**EXTRACTED TEXT**

Tuesday, October 16, 2012


3.      Emerging adults and (post)modernism II

On the issue of facts vs. opinion emerging adults clearly side with the postmodernists.  In their lives nothing is true no matter what any more.  What they miss in life is a sure-fire way to solve problems that works for everybody.  They are faced with the fact (!) that the way they try to solve their problems often differs totally from the way the others they meet in the world try to solve theirs.  And, in the absence of objective criteria, who is to say that their way of solving problems is better than that of the others?   So, they feel that the best they can do is to decide what is best for them, and allow others to do the same for themselves.  Their motto seems to be, “You in your small corner and I in mine.”  Of all the generations in the past the emerging adults seem to be most keenly aware of the plurality and relativity of human opinions.  On that point they seem to be indistinguishable from the postmodernists.  

It will have become clear, I hope, that emerging adults have an aversion to absolutes and a penchant for tolerance.  They are typically tentative about their own opinions, while at the same time fiercely defensive of the right of others to freely voice the truth as they see it.  In this they are like the postmodernists who hold similar sentiments.  An anecdote may illustrate this characteristic more clearly.

(Bounding-box data)
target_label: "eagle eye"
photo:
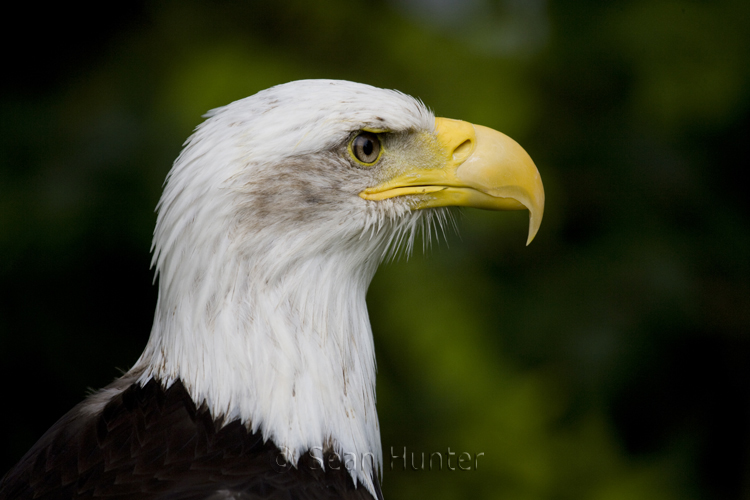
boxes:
[349,132,382,165]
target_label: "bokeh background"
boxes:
[0,0,750,500]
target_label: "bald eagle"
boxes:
[0,80,544,500]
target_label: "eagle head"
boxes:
[134,80,544,494]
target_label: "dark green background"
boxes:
[0,0,750,500]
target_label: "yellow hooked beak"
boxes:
[359,118,544,245]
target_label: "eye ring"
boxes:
[348,131,383,167]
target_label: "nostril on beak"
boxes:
[453,139,472,161]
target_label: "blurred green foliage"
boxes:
[0,0,750,500]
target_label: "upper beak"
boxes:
[360,118,544,245]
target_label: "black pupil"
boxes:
[362,138,373,156]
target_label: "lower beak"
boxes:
[360,118,544,245]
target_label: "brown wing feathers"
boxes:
[0,380,382,500]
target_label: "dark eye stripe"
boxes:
[352,132,380,164]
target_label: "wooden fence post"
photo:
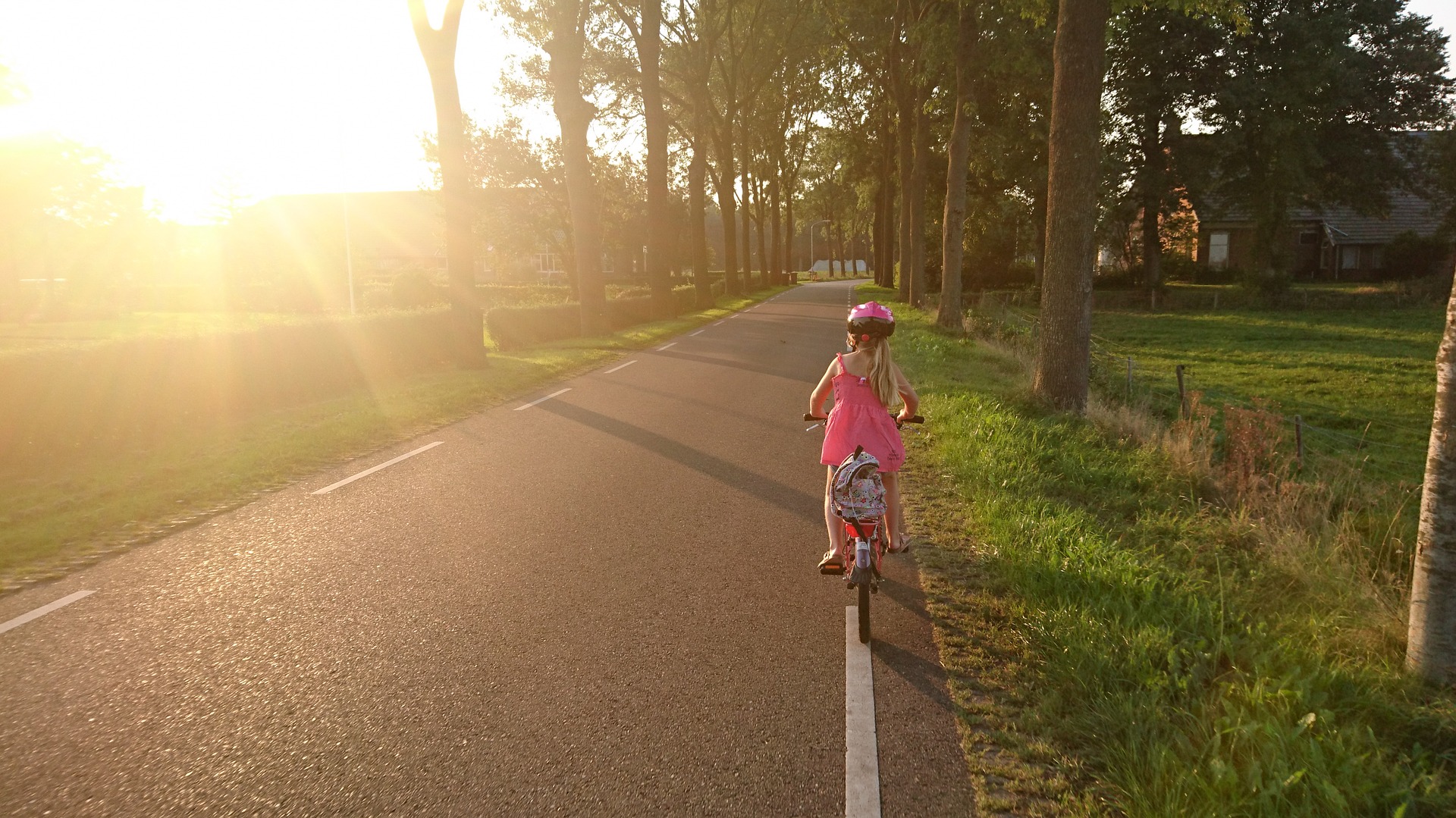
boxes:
[1294,415,1304,469]
[1174,364,1188,421]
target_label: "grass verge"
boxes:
[0,287,785,592]
[862,288,1456,816]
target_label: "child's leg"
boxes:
[824,465,845,553]
[880,472,905,550]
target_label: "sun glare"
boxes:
[0,0,516,223]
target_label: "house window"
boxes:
[1339,245,1360,269]
[1209,230,1228,269]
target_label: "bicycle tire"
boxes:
[859,582,869,645]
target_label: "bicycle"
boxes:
[804,412,924,644]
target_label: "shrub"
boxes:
[475,284,573,310]
[1238,268,1291,299]
[607,296,652,329]
[389,269,446,310]
[485,301,582,349]
[1382,230,1450,278]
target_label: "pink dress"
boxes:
[820,355,905,472]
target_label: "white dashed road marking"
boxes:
[313,440,444,495]
[0,591,96,633]
[516,386,571,412]
[845,606,880,818]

**TASK DETAILS**
Please reproduce, word for word, the stretch of the post on emerging adults from "It will have" through "characteristic more clearly.". Rely only on the post on emerging adults, not on the data.

**RESPONSE**
It will have become clear, I hope, that emerging adults have an aversion to absolutes and a penchant for tolerance.  They are typically tentative about their own opinions, while at the same time fiercely defensive of the right of others to freely voice the truth as they see it.  In this they are like the postmodernists who hold similar sentiments.  An anecdote may illustrate this characteristic more clearly.